Report only the number of lines in the records below that contain the string "windshield".
-- start DATA IN THIS EXERCISE --
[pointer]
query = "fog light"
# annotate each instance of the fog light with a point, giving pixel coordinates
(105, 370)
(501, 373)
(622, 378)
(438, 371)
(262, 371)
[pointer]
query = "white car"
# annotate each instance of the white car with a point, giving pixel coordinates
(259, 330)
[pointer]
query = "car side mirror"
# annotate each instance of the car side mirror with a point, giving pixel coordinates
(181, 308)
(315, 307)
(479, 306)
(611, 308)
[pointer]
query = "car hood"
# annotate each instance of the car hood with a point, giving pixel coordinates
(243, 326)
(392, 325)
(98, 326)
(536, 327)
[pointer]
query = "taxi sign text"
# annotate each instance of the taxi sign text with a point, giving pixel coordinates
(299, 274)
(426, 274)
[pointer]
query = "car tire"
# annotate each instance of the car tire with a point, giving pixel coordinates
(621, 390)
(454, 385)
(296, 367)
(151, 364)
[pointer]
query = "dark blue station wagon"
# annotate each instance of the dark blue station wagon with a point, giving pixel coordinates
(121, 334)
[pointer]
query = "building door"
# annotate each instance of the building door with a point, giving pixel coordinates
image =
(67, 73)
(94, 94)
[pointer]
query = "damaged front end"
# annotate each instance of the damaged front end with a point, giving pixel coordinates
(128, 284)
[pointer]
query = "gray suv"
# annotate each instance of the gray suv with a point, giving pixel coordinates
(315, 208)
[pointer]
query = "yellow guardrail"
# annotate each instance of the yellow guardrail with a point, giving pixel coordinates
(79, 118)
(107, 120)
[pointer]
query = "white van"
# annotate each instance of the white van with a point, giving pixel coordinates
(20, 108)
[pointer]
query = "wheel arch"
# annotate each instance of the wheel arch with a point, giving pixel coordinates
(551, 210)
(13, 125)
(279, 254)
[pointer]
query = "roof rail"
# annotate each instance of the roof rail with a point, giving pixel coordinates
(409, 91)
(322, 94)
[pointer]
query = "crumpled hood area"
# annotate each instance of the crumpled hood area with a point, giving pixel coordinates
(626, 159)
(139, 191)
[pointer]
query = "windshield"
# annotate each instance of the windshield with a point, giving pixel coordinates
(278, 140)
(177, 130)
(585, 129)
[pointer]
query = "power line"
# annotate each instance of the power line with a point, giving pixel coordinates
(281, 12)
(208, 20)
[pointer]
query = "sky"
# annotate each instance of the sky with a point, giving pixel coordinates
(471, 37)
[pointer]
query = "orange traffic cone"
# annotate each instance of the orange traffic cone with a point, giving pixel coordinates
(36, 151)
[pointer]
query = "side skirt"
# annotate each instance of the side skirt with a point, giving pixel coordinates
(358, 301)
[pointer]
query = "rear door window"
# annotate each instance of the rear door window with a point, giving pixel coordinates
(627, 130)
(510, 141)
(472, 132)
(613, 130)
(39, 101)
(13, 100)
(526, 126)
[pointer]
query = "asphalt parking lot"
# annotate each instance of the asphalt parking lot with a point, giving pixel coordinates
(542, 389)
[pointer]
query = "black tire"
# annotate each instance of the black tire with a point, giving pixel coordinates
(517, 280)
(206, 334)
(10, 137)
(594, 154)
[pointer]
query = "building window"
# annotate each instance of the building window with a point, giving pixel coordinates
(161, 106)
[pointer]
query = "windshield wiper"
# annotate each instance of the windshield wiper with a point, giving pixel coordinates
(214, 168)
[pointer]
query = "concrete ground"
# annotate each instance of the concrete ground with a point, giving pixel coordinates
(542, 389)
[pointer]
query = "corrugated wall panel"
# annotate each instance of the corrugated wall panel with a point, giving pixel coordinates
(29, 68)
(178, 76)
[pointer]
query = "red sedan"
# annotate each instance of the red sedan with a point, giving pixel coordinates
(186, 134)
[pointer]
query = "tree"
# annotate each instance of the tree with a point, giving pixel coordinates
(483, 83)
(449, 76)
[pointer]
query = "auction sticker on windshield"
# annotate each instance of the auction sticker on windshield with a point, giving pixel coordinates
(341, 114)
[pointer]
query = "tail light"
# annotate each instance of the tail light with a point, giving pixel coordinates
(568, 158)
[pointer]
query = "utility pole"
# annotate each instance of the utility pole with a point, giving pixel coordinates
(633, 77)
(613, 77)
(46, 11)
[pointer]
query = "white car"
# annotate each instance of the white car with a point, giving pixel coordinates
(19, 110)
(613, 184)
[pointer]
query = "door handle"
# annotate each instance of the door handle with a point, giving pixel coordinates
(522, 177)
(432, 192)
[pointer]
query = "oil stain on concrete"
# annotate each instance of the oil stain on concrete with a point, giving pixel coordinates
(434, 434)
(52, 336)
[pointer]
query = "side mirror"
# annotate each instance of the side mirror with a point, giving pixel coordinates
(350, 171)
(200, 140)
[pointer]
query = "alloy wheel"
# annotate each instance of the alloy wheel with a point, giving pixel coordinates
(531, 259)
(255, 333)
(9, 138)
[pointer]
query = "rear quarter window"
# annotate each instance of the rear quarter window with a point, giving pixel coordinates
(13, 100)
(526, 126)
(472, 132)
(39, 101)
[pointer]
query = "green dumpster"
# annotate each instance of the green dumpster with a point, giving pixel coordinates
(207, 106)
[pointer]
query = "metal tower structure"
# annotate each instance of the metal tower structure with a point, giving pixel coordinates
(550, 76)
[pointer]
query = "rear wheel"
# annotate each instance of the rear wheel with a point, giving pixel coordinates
-- end DATA IN THIS EXERCISE --
**RESULT OF THIS TASK:**
6